## Exercise requirements:
Go through the entries below and print each one exactly.

(Natural-language object grounding data)
*****

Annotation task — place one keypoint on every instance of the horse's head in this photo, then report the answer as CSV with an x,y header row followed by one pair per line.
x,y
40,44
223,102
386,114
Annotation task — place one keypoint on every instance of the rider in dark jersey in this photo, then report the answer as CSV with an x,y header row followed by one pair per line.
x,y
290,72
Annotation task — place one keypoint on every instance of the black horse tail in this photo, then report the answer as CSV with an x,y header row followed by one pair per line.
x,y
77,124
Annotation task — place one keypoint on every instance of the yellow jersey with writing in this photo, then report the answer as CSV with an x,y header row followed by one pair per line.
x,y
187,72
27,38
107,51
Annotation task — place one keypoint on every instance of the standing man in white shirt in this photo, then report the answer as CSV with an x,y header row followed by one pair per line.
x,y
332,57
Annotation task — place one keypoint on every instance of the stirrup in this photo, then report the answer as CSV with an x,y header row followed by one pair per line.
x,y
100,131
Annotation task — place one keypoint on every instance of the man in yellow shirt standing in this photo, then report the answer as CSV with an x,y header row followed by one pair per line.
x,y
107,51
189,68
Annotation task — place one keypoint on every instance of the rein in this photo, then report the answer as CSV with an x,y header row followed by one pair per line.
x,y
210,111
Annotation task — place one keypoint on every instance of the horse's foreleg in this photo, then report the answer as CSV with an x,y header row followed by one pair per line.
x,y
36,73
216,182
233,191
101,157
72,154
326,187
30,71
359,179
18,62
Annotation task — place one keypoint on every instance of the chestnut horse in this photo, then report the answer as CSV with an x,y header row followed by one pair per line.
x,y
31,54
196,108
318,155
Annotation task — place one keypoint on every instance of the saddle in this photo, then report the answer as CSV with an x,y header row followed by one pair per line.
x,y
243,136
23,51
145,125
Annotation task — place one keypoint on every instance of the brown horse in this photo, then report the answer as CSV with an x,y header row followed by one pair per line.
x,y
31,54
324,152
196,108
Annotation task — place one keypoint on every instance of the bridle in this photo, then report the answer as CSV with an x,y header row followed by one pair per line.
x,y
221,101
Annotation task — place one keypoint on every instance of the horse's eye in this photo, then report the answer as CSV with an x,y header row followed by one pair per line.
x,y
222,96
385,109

*****

## Response box:
Annotation task — place one keypoint on every instance of the horse's head in this photo, then report the answer as CSV with an x,y header row followed by one pair per line.
x,y
40,44
223,102
386,114
Annotation task — place one keypoint on every instance of the rider in dark jersey in this photo, then report the answer as CSV with an x,y header row followed by one pair per line.
x,y
290,72
Annotation task — place one keypoint on every instance of the black horse tail in this photo, then report the answer as CSV with an x,y header row followed by one pair per line.
x,y
77,124
Annotation task — place one keypoint on every instance of the yellow jersey with writing in this photo, then report the answer as CSV with an x,y header row followed by one pair per line.
x,y
187,72
27,38
107,51
Annotation task — place one keypoint on every instance of the standing man in white shirt in this photo, then report the answer as CSV with an x,y header row followed by one pair per line.
x,y
332,57
Annotation task — place one keypoint on every instance of the stirrup in this photo, then report the answer as CSV with an x,y header row followed by one pair per line.
x,y
100,131
Annotation task — place one keypoint on every instance of the man in yellow shirt standing in this photo, then report the answer as CSV with an x,y header row followed by one pair per line.
x,y
107,51
189,68
Annotation task — place one keypoint on every instance of the rein in this photo, then report the answer as CSV with an x,y header row followed by one pair per line.
x,y
210,111
Annotation task — place one keypoint on every instance of the horse's foreleg in this photo, then report the answer as CSV with an x,y header row followed by one pair per line.
x,y
36,73
216,182
233,191
101,157
72,154
326,187
30,71
359,179
18,62
Annotation task — place one keypoint on every instance of the chestnut horse in this photo, then report the answer as CSV with an x,y header row followed by one pair per line.
x,y
31,54
196,108
318,155
Annotation task — place one keypoint on every instance of the saddle in this photo, then report the answer as CSV with an x,y header row followed by one pair per line.
x,y
243,136
23,51
145,125
Annotation task — place one keypoint on every instance of the brown horse in this photo, then report the answer as CSV with an x,y header row followed by one pair per line.
x,y
31,54
324,152
196,108
Annotation task — place one keypoint on every instance of the bridle in this photo, then report the answer as CSV with an x,y header row followed by one pair per line.
x,y
221,101
Annotation task — place one keypoint on every instance of the horse's eye in this photo, then report the answer as CSV with an x,y header row followed by one pair per line.
x,y
222,96
385,109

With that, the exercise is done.